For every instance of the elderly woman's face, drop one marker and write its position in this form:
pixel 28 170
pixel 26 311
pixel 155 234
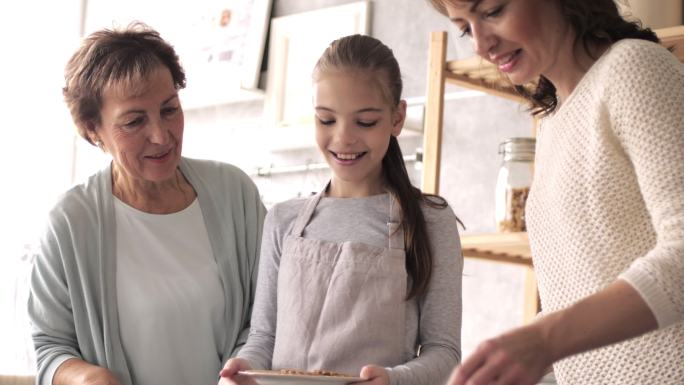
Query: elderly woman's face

::::

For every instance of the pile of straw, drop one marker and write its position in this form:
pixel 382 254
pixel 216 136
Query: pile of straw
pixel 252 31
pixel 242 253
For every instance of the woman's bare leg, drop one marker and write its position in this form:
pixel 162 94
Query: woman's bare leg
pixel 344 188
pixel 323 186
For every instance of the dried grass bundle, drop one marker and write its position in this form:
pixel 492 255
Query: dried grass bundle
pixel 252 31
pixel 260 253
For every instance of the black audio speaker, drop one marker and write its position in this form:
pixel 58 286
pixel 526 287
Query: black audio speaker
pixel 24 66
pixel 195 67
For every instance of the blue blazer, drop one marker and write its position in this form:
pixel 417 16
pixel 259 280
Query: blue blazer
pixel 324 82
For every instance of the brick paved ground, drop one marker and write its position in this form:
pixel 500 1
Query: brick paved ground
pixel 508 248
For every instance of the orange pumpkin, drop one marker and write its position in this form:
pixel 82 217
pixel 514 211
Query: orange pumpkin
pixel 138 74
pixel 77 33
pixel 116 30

::::

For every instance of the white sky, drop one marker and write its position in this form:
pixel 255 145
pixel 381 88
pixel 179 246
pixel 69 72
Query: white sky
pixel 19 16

::::

Instructions to follow:
Would you please write out, exactly and with no other lines, the stretch of the listing above from the line containing "Query: pile of straw" through the line containing "pixel 492 255"?

Response below:
Query: pile of straw
pixel 252 31
pixel 242 253
For every instance of the woman's bare leg, drop one marker and write its position in this form:
pixel 162 94
Query: woman's bare leg
pixel 344 188
pixel 323 186
For every instance of the dried grass bundle, drop one marker and write its position in this form:
pixel 492 255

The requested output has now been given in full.